Work to complete >> Present every line of the entries below as a numbered list, skipping blank lines and leaving out the picture.
○ ○ ○ ○ ○
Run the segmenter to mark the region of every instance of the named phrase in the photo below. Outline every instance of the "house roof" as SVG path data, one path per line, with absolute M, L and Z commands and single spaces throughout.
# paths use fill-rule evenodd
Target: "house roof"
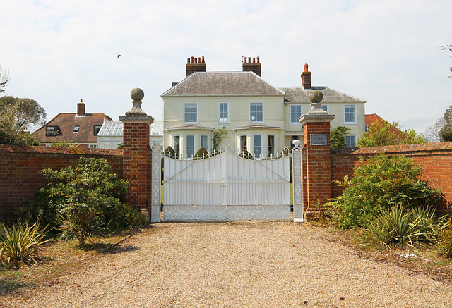
M 365 101 L 341 92 L 326 86 L 316 86 L 311 89 L 303 89 L 302 87 L 278 87 L 286 94 L 285 102 L 290 103 L 311 103 L 309 94 L 312 90 L 318 90 L 322 92 L 323 99 L 322 103 L 365 103 Z
M 78 116 L 76 113 L 61 113 L 47 122 L 44 126 L 33 133 L 33 135 L 41 142 L 54 141 L 71 141 L 76 143 L 97 142 L 97 136 L 94 135 L 94 125 L 102 125 L 104 121 L 112 118 L 104 113 L 85 113 Z M 59 133 L 55 136 L 46 136 L 46 126 L 57 125 Z M 78 132 L 74 128 L 78 126 Z
M 162 94 L 172 96 L 283 96 L 253 72 L 196 72 Z
M 149 125 L 149 135 L 161 136 L 163 135 L 163 122 L 154 121 Z M 124 123 L 121 121 L 106 121 L 102 125 L 97 136 L 123 136 Z
M 372 123 L 375 122 L 385 123 L 386 122 L 386 121 L 376 113 L 367 114 L 366 115 L 366 131 L 367 130 L 367 128 L 370 128 L 372 125 Z M 406 135 L 403 133 L 402 133 L 400 130 L 397 128 L 396 126 L 393 125 L 391 123 L 389 123 L 389 125 L 390 125 L 389 131 L 391 133 L 396 134 L 396 135 L 397 135 L 400 139 L 405 139 L 406 137 Z M 369 135 L 369 133 L 367 133 L 367 135 Z

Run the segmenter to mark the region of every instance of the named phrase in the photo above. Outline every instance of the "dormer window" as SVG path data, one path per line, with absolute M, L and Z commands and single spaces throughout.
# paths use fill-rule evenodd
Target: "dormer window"
M 101 128 L 102 128 L 102 125 L 99 125 L 99 124 L 94 125 L 93 134 L 95 136 L 97 136 L 97 134 L 99 134 L 99 130 L 100 130 Z
M 45 125 L 45 135 L 46 136 L 57 136 L 61 135 L 59 126 L 58 125 Z

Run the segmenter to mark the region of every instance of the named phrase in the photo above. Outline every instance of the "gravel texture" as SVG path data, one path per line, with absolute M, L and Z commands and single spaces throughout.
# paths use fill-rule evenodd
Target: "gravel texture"
M 8 307 L 450 307 L 452 285 L 292 222 L 157 223 Z

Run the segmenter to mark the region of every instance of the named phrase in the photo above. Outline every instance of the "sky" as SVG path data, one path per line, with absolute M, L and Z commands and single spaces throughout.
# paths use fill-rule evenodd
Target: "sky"
M 450 0 L 0 0 L 6 94 L 35 99 L 47 120 L 86 111 L 113 120 L 145 93 L 162 120 L 160 95 L 185 78 L 189 57 L 208 71 L 240 71 L 259 57 L 262 78 L 363 99 L 366 113 L 423 133 L 452 105 Z M 117 57 L 121 54 L 120 57 Z

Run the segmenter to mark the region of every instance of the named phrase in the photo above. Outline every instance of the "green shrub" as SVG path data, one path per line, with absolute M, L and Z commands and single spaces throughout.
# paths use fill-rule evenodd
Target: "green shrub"
M 448 228 L 445 228 L 439 232 L 436 247 L 439 254 L 447 258 L 452 258 L 452 225 L 450 221 Z
M 196 154 L 193 156 L 193 160 L 204 159 L 208 158 L 209 156 L 210 156 L 209 152 L 207 152 L 207 150 L 203 147 L 201 147 L 198 150 Z
M 409 158 L 381 154 L 361 163 L 352 180 L 345 176 L 338 183 L 344 191 L 331 202 L 342 228 L 364 227 L 381 211 L 398 204 L 428 207 L 440 201 L 441 192 L 418 179 L 420 168 Z
M 55 226 L 63 238 L 75 237 L 84 245 L 92 235 L 142 225 L 138 214 L 121 202 L 127 183 L 112 173 L 106 159 L 81 157 L 75 167 L 40 173 L 49 183 L 38 192 L 31 216 Z
M 449 225 L 446 216 L 436 217 L 432 207 L 410 209 L 396 205 L 367 222 L 364 238 L 387 246 L 431 244 Z
M 251 155 L 246 149 L 243 149 L 242 152 L 239 154 L 239 156 L 243 157 L 244 159 L 254 159 L 253 155 Z
M 48 242 L 44 240 L 46 228 L 40 230 L 40 223 L 13 224 L 8 227 L 0 224 L 0 260 L 6 266 L 17 266 L 21 262 L 35 261 L 38 246 Z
○ ○ ○ ○ ○
Correct output >>
1. Run the segmenter to mark the region of every instance of the named phrase in the photo below. Outline every instance of the "house roof" as SVG path data, one path per line, with absolute M, L and Z commands and single spaces throughout.
2. # paths use fill-rule evenodd
3. Target: "house roof"
4. M 365 101 L 341 92 L 326 86 L 316 86 L 311 89 L 303 89 L 302 87 L 278 87 L 286 94 L 285 102 L 290 103 L 311 103 L 309 94 L 312 90 L 318 90 L 322 92 L 323 99 L 322 103 L 365 103 Z
5. M 78 116 L 76 113 L 61 113 L 47 122 L 44 126 L 33 133 L 33 135 L 41 142 L 54 141 L 71 141 L 76 143 L 97 142 L 97 136 L 94 135 L 94 125 L 102 125 L 104 121 L 112 118 L 104 113 L 85 113 Z M 59 133 L 55 136 L 46 136 L 46 126 L 57 125 Z M 78 132 L 74 128 L 78 126 Z
6. M 162 94 L 172 96 L 283 96 L 253 72 L 196 72 Z
7. M 149 125 L 149 135 L 161 136 L 163 135 L 163 122 L 154 121 Z M 124 123 L 121 121 L 106 121 L 102 125 L 97 136 L 123 136 Z
8. M 372 123 L 375 122 L 385 123 L 386 122 L 386 121 L 376 113 L 367 114 L 366 115 L 366 131 L 367 130 L 367 128 L 370 128 L 372 125 Z M 406 135 L 403 133 L 402 133 L 400 130 L 397 128 L 396 126 L 393 125 L 391 123 L 389 123 L 389 125 L 390 125 L 389 131 L 391 133 L 396 134 L 396 135 L 397 135 L 400 139 L 405 139 L 406 137 Z M 369 135 L 369 133 L 367 133 L 367 135 Z
9. Run the segmenter to mark the region of every instance of the named phrase in the photo above. Outline every instance of the "dormer window" as SVG path data, one path per line, with absolute M, L and Z commands and single spaces throughout.
10. # paths use fill-rule evenodd
11. Target: "dormer window"
12. M 101 128 L 102 128 L 102 125 L 99 125 L 99 124 L 94 125 L 93 134 L 95 136 L 97 136 L 97 134 L 99 134 L 99 130 L 100 130 Z
13. M 45 125 L 45 135 L 46 136 L 57 136 L 61 135 L 59 126 L 58 125 Z
14. Run the segmenter to mark the region of every instance of the named phrase in the photo above. Outline every instance of the "gravel texture" as SVG path data, one path per line, with absolute M, L and Z commands and single spaces throughout.
15. # paths use fill-rule evenodd
16. Target: "gravel texture"
17. M 8 307 L 450 307 L 452 285 L 292 222 L 157 223 Z
18. Run the segmenter to mark the region of every instance of the named phrase in the photo above. Outline every instance of the "sky" as SVG path data, one path per line, with absolute M, L and Z commands and single spaces throughout.
19. # paths use fill-rule evenodd
20. Target: "sky"
21. M 450 0 L 0 0 L 6 94 L 35 99 L 47 120 L 86 111 L 113 120 L 145 93 L 162 120 L 160 95 L 185 78 L 189 57 L 208 71 L 240 71 L 259 57 L 262 78 L 363 99 L 366 113 L 423 133 L 452 105 Z M 117 57 L 121 54 L 120 57 Z
22. Run the segmenter to mark the region of every instance of the named phrase in the photo above. Outline every instance of the "green shrub" as SVG path data, one path per line, with absolute M, L and Z commands and single spaces throughout.
23. # paths use fill-rule evenodd
24. Target: "green shrub"
25. M 448 228 L 445 228 L 439 232 L 436 247 L 439 254 L 447 258 L 452 258 L 452 225 L 450 221 Z
26. M 196 154 L 193 156 L 193 160 L 204 159 L 208 158 L 209 156 L 210 156 L 209 152 L 207 152 L 207 150 L 203 147 L 201 147 L 198 150 Z
27. M 409 158 L 381 154 L 361 163 L 352 180 L 345 176 L 338 183 L 344 191 L 331 202 L 342 228 L 364 227 L 381 211 L 398 204 L 428 207 L 440 201 L 441 192 L 418 179 L 420 168 Z
28. M 55 226 L 63 238 L 75 237 L 84 245 L 92 235 L 142 225 L 138 214 L 121 202 L 127 183 L 112 173 L 106 159 L 81 157 L 75 167 L 40 173 L 49 183 L 38 192 L 31 216 Z
29. M 449 225 L 446 216 L 436 217 L 432 207 L 410 209 L 396 205 L 367 222 L 364 238 L 387 246 L 431 244 Z
30. M 251 155 L 246 149 L 243 149 L 242 152 L 239 154 L 239 156 L 243 157 L 244 159 L 254 159 L 253 155 Z
31. M 48 242 L 44 240 L 46 228 L 40 230 L 40 223 L 13 224 L 8 227 L 0 224 L 0 260 L 6 266 L 17 266 L 21 262 L 35 261 L 38 246 Z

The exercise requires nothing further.